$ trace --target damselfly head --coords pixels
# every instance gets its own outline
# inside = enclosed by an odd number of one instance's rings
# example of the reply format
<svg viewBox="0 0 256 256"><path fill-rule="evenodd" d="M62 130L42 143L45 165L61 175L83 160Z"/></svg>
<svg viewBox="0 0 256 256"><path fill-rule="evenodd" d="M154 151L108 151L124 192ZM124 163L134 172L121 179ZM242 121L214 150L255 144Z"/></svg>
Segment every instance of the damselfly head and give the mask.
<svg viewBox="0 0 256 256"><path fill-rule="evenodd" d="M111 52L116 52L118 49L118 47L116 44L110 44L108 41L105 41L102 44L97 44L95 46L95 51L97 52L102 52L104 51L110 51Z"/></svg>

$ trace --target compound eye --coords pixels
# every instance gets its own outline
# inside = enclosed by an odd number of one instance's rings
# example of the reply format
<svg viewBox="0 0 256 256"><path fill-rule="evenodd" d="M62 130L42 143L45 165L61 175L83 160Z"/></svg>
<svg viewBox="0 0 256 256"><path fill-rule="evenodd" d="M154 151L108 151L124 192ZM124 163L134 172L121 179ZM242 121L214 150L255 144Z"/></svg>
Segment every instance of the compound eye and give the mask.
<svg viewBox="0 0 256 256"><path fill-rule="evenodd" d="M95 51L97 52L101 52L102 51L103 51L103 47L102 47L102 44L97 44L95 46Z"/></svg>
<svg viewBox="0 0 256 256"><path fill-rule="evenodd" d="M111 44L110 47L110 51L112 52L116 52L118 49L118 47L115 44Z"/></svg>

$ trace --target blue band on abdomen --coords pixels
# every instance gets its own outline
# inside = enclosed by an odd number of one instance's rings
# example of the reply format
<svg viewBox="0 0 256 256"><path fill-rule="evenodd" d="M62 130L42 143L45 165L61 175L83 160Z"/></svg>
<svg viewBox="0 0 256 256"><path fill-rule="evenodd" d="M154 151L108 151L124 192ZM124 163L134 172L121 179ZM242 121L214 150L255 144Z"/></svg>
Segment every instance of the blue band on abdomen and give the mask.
——————————
**Instructions to follow**
Reproduce every row above verbatim, character for character.

**Complete response**
$ trace --target damselfly head --coords pixels
# every instance gets its own outline
# inside = enclosed by an odd number of one instance's rings
# example of the reply format
<svg viewBox="0 0 256 256"><path fill-rule="evenodd" d="M62 130L42 143L45 165L61 175L83 160Z"/></svg>
<svg viewBox="0 0 256 256"><path fill-rule="evenodd" d="M154 151L108 151L124 192ZM124 163L134 172L121 179ZM242 121L214 150L255 144Z"/></svg>
Segment every instance of the damselfly head and give the mask.
<svg viewBox="0 0 256 256"><path fill-rule="evenodd" d="M111 52L116 52L118 49L118 47L116 44L110 44L108 41L105 41L102 44L97 44L95 46L95 51L97 52L102 52L104 51L110 51Z"/></svg>

$ trace --target compound eye --coords pixels
# every instance gets its own outline
# inside = enclosed by an odd number of one instance's rings
# example of the reply format
<svg viewBox="0 0 256 256"><path fill-rule="evenodd" d="M62 130L42 143L45 165L61 175L83 160Z"/></svg>
<svg viewBox="0 0 256 256"><path fill-rule="evenodd" d="M154 151L108 151L124 192ZM124 163L134 172L121 179ZM242 121L214 150L255 144Z"/></svg>
Segment every instance of the compound eye and give the mask.
<svg viewBox="0 0 256 256"><path fill-rule="evenodd" d="M95 51L97 52L101 52L102 51L103 51L103 47L102 47L102 44L97 44L95 46Z"/></svg>
<svg viewBox="0 0 256 256"><path fill-rule="evenodd" d="M111 44L110 47L110 51L112 52L116 52L118 49L118 47L115 44Z"/></svg>

$ trace --target blue band on abdomen --coords pixels
# every instance gets its own outline
# inside = enclosed by an odd number of one instance's rings
# example of the reply format
<svg viewBox="0 0 256 256"><path fill-rule="evenodd" d="M62 130L42 143L45 165L61 175L83 160Z"/></svg>
<svg viewBox="0 0 256 256"><path fill-rule="evenodd" d="M154 151L108 151L124 192ZM124 163L134 172L121 179ZM242 121L214 150L255 144Z"/></svg>
Segment every instance of the blue band on abdomen and give the mask.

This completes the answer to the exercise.